Exercise goal:
Please update the records below by replacing "integer pixel coordinates" with "whole-number pixel coordinates" wherever it appears and leaving everything else unchanged. Write out every record in full, without the pictures.

Image point annotation records:
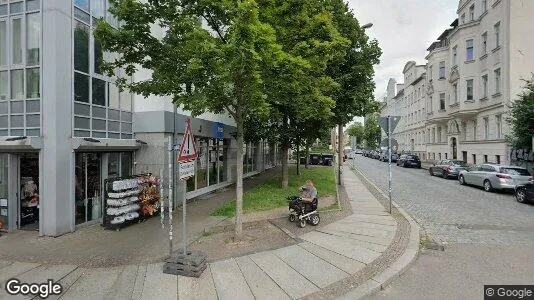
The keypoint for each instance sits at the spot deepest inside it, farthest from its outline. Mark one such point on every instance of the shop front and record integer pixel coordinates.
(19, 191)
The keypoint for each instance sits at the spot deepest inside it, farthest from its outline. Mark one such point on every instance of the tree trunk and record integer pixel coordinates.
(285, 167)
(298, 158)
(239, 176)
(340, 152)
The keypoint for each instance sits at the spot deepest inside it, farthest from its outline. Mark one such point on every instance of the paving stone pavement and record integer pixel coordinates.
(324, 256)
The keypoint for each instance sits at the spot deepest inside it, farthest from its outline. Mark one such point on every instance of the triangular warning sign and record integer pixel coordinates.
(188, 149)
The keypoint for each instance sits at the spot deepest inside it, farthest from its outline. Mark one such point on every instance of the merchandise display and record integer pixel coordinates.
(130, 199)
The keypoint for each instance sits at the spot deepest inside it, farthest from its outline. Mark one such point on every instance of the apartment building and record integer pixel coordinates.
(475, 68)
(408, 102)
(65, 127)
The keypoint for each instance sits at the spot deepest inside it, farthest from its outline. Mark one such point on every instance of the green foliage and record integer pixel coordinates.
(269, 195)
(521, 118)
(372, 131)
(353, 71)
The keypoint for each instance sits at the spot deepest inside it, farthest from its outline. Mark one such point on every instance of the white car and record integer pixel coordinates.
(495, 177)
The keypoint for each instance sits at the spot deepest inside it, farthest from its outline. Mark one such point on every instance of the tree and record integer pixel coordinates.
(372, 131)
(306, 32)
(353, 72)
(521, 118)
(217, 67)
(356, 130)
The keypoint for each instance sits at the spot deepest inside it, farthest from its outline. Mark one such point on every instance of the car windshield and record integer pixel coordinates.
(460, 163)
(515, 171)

Result for this task:
The keypoint for each instance sits at the spot deepest inside it, farthest from its outline. Mark one such point on every instance of the shop front and record whole-number pixel coordinates.
(19, 191)
The keypoint for each instance sits at the spot deepest inside it, farthest from its outline. Mark one such point on every instance of the tree trunk and record whole-number pixel coordinates.
(285, 167)
(298, 158)
(239, 176)
(340, 152)
The keypoint for each instance sits at the spot deepest inside it, farthest from its outline. Mark one such point on every instance of the paving stone pavement and record whole-number pixel coordinates.
(324, 256)
The keypoint for each instance sits at the spot deepest inside it, farthest from its outline. Mark one such point on every instance of the triangular warning sign and record whole-number pixel coordinates.
(188, 149)
The keypoint for each instance sits at the spot deepest inside it, farthest from its outline. Mark one such point on every instance of the merchandise display and record whole-number pixel coordinates.
(130, 199)
The keypoint for each instance sits at the spot deepest inside it, farthest from its outline. Mark one such point on every instance of the apartment building and record whole-number pixel coordinates.
(475, 68)
(408, 102)
(65, 127)
The keypoint for each instance sits at the spot deepest inside it, farthest from its outline. Mark one such point on every instance of the green foliage and record whole-number pixel coordinates.
(269, 195)
(521, 118)
(372, 131)
(353, 71)
The keypoint for each instance sits at the spot deepest inside it, farthest from its outline. Mark one such point on every instance of the white car and record whole-number pixel coordinates.
(495, 177)
The keypoint for each instance sits at the spot deepest inside it, farthest from its outline. Mark one such point on every instance of the tree and record whole-number pixel coordinates.
(372, 131)
(306, 32)
(353, 72)
(521, 118)
(217, 67)
(356, 130)
The keypoint for each instance sits at the spot deepest inside it, farthest from its outline. Mark one such point on every instance of the car windshield and record whole-number pixel coordinates.
(460, 163)
(515, 171)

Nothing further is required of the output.